▶ **ASSIGNED TASK**: Word for word, repeat every entry that appears below.

▶ **RECORDS SHOWN**:
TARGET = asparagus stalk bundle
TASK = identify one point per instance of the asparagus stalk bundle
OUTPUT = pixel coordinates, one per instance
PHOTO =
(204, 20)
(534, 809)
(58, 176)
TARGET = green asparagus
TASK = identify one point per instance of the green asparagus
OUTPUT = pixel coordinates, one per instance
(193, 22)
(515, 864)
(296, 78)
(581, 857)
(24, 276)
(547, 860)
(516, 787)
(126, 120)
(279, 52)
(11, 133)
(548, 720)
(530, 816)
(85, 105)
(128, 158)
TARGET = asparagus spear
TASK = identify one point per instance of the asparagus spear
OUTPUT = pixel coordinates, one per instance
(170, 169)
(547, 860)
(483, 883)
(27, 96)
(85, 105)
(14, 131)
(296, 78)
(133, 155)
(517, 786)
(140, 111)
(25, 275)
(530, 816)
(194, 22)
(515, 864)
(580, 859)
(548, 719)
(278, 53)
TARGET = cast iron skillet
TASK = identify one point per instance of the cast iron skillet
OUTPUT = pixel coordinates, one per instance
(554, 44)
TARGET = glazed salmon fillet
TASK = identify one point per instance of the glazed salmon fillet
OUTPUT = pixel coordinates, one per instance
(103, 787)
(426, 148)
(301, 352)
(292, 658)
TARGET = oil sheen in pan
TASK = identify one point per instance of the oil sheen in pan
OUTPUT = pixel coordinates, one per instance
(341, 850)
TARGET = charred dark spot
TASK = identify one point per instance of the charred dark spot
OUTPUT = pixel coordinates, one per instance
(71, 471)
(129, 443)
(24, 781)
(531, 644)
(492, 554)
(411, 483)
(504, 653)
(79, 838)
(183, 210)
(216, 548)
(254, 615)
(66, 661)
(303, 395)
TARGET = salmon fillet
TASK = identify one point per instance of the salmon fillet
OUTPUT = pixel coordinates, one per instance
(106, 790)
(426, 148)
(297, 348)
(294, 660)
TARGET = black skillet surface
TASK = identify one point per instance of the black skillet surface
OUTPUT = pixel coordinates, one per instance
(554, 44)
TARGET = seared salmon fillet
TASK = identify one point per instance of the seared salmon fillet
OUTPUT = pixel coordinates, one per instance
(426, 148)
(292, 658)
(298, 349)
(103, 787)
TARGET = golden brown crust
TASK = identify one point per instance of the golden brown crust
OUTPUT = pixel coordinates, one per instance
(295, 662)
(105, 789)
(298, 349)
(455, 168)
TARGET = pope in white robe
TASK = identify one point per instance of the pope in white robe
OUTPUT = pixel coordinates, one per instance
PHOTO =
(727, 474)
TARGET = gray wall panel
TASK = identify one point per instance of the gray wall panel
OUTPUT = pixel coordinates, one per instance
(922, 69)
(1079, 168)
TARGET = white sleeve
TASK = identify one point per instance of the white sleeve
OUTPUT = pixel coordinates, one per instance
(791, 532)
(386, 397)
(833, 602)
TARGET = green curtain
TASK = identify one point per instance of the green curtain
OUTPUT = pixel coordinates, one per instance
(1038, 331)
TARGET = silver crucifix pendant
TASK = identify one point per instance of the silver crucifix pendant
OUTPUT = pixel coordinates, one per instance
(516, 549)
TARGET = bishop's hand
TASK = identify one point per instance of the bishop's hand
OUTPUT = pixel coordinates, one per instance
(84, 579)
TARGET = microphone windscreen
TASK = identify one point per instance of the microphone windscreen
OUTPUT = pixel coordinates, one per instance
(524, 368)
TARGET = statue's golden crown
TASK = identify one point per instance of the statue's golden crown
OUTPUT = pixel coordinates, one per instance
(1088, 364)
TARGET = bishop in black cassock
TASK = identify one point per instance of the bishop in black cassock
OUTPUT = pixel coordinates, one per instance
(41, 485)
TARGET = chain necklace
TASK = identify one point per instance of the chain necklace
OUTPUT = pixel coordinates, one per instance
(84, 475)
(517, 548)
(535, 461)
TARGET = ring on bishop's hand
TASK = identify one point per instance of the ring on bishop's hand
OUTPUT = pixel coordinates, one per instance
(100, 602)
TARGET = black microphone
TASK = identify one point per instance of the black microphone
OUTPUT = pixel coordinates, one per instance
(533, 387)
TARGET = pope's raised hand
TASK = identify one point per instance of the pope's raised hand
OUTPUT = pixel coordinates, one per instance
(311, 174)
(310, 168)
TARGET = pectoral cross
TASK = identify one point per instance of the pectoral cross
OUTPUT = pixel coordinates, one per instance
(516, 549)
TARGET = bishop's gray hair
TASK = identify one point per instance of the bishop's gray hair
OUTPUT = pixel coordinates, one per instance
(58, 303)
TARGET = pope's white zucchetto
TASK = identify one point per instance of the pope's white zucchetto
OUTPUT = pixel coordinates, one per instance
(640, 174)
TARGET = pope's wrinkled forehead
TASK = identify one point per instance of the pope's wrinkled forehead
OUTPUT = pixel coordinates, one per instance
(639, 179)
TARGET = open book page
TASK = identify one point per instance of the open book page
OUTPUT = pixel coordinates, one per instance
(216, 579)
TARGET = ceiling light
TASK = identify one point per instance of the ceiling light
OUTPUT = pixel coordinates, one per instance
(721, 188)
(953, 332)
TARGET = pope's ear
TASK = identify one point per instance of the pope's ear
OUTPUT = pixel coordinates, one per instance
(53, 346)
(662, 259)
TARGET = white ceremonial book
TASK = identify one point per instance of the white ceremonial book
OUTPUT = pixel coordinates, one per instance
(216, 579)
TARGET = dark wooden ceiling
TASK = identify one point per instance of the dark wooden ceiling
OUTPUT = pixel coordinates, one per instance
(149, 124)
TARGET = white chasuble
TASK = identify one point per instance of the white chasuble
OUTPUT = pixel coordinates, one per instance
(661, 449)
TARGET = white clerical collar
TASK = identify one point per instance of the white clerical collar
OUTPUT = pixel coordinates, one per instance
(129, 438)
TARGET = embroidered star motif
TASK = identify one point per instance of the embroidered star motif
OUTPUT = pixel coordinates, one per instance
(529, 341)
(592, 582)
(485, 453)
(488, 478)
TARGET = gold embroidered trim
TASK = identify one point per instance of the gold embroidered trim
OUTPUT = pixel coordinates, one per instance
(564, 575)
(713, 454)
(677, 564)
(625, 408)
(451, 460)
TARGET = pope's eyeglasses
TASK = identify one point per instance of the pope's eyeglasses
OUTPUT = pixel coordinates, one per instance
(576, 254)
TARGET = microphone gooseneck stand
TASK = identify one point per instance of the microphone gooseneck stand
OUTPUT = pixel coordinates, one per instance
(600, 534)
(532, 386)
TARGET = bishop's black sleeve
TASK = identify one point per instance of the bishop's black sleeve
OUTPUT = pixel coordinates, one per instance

▶ **ANSWER SECTION**:
TARGET = asparagus stalk bundle
TASK = identify one point per instance of the asparagus stalk bundle
OUTPUT = pixel coordinates, one per instance
PHOTO =
(204, 20)
(534, 809)
(58, 176)
TARGET = green asparagus
TASK = identify one point per instance of the green asparagus
OUTPUT = pixel coordinates, one per instance
(193, 22)
(515, 864)
(296, 78)
(581, 857)
(24, 276)
(547, 860)
(516, 787)
(126, 120)
(279, 52)
(11, 133)
(548, 720)
(530, 816)
(85, 105)
(128, 158)
TARGET = asparagus spear
TASK = identify one point per instance of the asparagus spear
OUTPUT = pixel coordinates, one per instance
(170, 169)
(547, 860)
(483, 883)
(27, 96)
(85, 105)
(14, 131)
(296, 78)
(133, 155)
(517, 786)
(140, 111)
(25, 275)
(530, 816)
(194, 22)
(515, 864)
(580, 859)
(548, 719)
(278, 53)
TARGET = cast iron skillet
TASK = identify one point per instance of the cast iron skillet
OUTPUT = pixel coordinates, one per instance
(554, 44)
TARGET = glazed salmon fillet
TASK = identify one point per instance of the glazed salmon fillet
OUTPUT = pixel coordinates, one per instance
(103, 787)
(426, 148)
(301, 352)
(292, 658)
TARGET = oil sheen in pan
TASK = identify one point per instance of the oil sheen in pan
OUTPUT = pixel coordinates, one per instance
(341, 850)
TARGET = charred dark spot
TASK = identify one point per instance of the charred dark spot
OUTPUT = pixel coordinates, one per instance
(71, 471)
(129, 443)
(24, 781)
(531, 644)
(492, 554)
(411, 483)
(504, 653)
(79, 838)
(183, 210)
(216, 548)
(254, 615)
(66, 661)
(303, 395)
TARGET = salmon fillet
TASK = identify one point per instance of the salmon fillet
OUTPUT = pixel coordinates, one per instance
(106, 790)
(426, 148)
(297, 348)
(294, 660)
TARGET = black skillet surface
TASK = identify one point per instance of the black skillet surface
OUTPUT = pixel coordinates, one per instance
(554, 44)
TARGET = seared salmon fillet
TASK = identify one point per instance of the seared salmon fillet
OUTPUT = pixel coordinates, one per instance
(426, 148)
(292, 658)
(298, 349)
(103, 787)
TARGET = golden brown crust
TASK = identify one point per instance of the golden brown crust
OUTPUT = pixel coordinates, one per instance
(295, 662)
(105, 789)
(298, 349)
(455, 168)
TARGET = pope in white robe
TASK = identify one point per instance of the pope in white robe
OUTPUT = pixel coordinates, one per instance
PHOTO =
(727, 474)
TARGET = gray wall panel
TASK = identify one point per instance of the gray wall panel
OUTPUT = pixel coordinates, one per instance
(922, 69)
(1079, 168)
TARGET = white sleeve
TASK = identify one point per instance of the white sleeve
OUTPUT = pixel coordinates, one per instance
(791, 532)
(386, 397)
(833, 602)
TARGET = green curtain
TASK = identify one point per instance of the green curtain
OUTPUT = pixel coordinates, one per instance
(1038, 331)
TARGET = silver crucifix pendant
TASK = identify one point per instance of the silver crucifix pendant
OUTPUT = pixel coordinates, one per instance
(516, 549)
TARGET = bishop's hand
TASK = identify one point per instance of the bishop's hand
OUTPUT = pixel coordinates, one per instance
(84, 579)
TARGET = microphone windscreen
TASK = identify one point per instance of the microphone windscreen
OUTPUT = pixel coordinates, one per instance
(524, 368)
TARGET = statue's golden crown
TASK = identify one point per instance of the statue's golden crown
OUTPUT = pixel coordinates, one per instance
(1088, 364)
TARGET = bishop in black cassock
TASK = identify one point per instance of the bishop in black cassock
OUTPUT = pixel coordinates, one per instance
(41, 485)
TARGET = chain necklace
TASK = identify one point per instance of the chain necklace
OUTPUT = pixel coordinates, one per instance
(84, 475)
(517, 548)
(535, 461)
TARGET = ring on bishop's hand
TASK = identify one point per instance of the ring on bishop's hand
OUTPUT = pixel coordinates, one per instance
(100, 602)
TARGET = black microphone
TASK = identify one point per instance of the black microphone
OUTPUT = pixel coordinates, one per instance
(533, 387)
TARGET = pope's raised hand
TASK = identify one point per instance of the pope's raised hand
OUTPUT = pixel coordinates, one per instance
(311, 174)
(310, 168)
TARGET = pectoral cross
TASK = identify one point per instance of the pectoral cross
OUTPUT = pixel coordinates, one per instance
(516, 549)
TARGET = bishop's gray hair
TASK = identify one point per instance of the bishop's gray hair
OUTPUT = pixel coordinates, one per instance
(58, 303)
TARGET = pope's white zucchetto
TASK = identify one point per instance of the pope's white zucchetto
OUTPUT = pixel coordinates, one per instance
(640, 174)
TARGET = pope's wrinkled forehead
TASK = identify one point per instance of the pope's wrinkled forehead
OUTPUT = pixel coordinates, one per instance
(639, 179)
TARGET = open book page
TASK = identify one point per instance of the open book page
OUTPUT = pixel coordinates, one per instance
(216, 579)
TARGET = ceiling light
TASK = identify one point per instance of the ceiling light
OUTPUT = pixel coordinates, one per instance
(721, 188)
(953, 332)
TARGET = pope's ear
TASK = identify one point per instance of the pope's ear
OUTPUT = pixel coordinates, one per instance
(53, 346)
(662, 259)
TARGET = white ceremonial book
TASK = identify one point per instance of the white ceremonial book
OUTPUT = pixel coordinates, one per instance
(216, 579)
TARGET = dark wooden ceiling
TASK = identify one point per instance of the dark wooden ceiling
OUTPUT = pixel coordinates, one per instance
(149, 124)
TARGET = white chasuble
TASK = identify one point per instance of the white chasuble
OUTPUT = pixel coordinates, one per instance
(661, 449)
TARGET = white clerical collar
TASK = identify one point per instance of the white clerical collar
OUTPUT = pixel coordinates, one per instance
(129, 438)
TARGET = embroidered star motif
TASK = identify one point per instance of the embroidered star motif
OUTPUT = pixel coordinates, one per instance
(529, 341)
(592, 582)
(485, 453)
(488, 478)
TARGET = gold embroidered trim
TASK = identify one point per instance of the gold embroidered trim
OUTPUT = pixel coordinates, one per instance
(564, 575)
(713, 454)
(677, 564)
(625, 408)
(451, 460)
TARGET = pope's eyeglasses
TASK = identify one point per instance of the pope's eyeglasses
OUTPUT = pixel coordinates, one per instance
(576, 254)
TARGET = microphone gooseneck stand
TASK = identify one point per instance of the microphone gooseneck stand
OUTPUT = pixel coordinates, one per instance
(600, 534)
(532, 386)
TARGET = bishop's black sleeve
TASK = identify one point per instance of the bishop's black sleeve
OUTPUT = pixel coordinates, one per instance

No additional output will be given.